*WORK REQUIRED:* Gather every line of the material below that contains the word "small", copying each one in full.

*GIVEN INFORMATION:*
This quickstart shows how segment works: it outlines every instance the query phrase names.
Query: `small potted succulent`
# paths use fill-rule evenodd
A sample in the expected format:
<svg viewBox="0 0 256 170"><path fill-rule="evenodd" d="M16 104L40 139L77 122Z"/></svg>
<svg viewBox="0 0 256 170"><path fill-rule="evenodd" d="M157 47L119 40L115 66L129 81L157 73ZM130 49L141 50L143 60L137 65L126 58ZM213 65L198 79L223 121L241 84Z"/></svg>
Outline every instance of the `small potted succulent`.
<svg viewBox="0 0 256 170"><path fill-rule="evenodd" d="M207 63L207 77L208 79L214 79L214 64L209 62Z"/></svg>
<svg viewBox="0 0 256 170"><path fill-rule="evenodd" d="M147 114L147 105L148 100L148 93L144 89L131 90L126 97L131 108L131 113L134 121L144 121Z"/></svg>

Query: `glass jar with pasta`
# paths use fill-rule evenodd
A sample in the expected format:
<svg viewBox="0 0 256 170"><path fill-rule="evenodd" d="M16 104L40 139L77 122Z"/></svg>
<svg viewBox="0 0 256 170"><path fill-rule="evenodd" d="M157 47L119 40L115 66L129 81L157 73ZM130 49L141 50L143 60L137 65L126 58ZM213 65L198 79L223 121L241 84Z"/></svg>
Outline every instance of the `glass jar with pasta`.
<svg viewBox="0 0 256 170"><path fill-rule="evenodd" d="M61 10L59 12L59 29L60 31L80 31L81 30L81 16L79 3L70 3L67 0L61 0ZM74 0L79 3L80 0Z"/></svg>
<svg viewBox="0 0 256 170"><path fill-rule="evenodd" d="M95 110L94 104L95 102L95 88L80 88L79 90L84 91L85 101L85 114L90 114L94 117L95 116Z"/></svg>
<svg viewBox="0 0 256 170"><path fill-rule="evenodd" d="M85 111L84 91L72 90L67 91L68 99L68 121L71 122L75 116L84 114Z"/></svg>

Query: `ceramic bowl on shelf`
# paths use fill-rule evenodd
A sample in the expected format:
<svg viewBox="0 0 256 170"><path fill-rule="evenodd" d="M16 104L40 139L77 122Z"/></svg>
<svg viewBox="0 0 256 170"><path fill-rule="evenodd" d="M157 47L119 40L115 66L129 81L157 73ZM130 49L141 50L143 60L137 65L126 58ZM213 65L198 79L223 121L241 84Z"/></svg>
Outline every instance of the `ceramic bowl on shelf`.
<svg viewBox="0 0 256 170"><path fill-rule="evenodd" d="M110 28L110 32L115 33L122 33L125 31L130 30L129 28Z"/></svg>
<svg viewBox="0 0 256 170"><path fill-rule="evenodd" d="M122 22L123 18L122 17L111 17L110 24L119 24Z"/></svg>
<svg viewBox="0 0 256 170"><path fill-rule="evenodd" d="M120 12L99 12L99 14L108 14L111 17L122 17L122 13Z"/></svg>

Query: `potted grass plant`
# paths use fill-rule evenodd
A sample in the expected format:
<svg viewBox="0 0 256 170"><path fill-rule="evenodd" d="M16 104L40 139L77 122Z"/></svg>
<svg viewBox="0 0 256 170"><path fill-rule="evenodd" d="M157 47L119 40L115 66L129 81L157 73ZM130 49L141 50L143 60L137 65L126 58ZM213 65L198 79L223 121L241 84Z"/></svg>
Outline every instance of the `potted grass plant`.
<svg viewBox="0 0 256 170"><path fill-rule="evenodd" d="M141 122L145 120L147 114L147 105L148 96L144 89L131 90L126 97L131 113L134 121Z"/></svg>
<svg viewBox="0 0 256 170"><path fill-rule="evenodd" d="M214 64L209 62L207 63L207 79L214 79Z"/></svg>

*OUTPUT FOR THIS TASK:*
Query: `small potted succulent`
Outline every instance of the `small potted succulent`.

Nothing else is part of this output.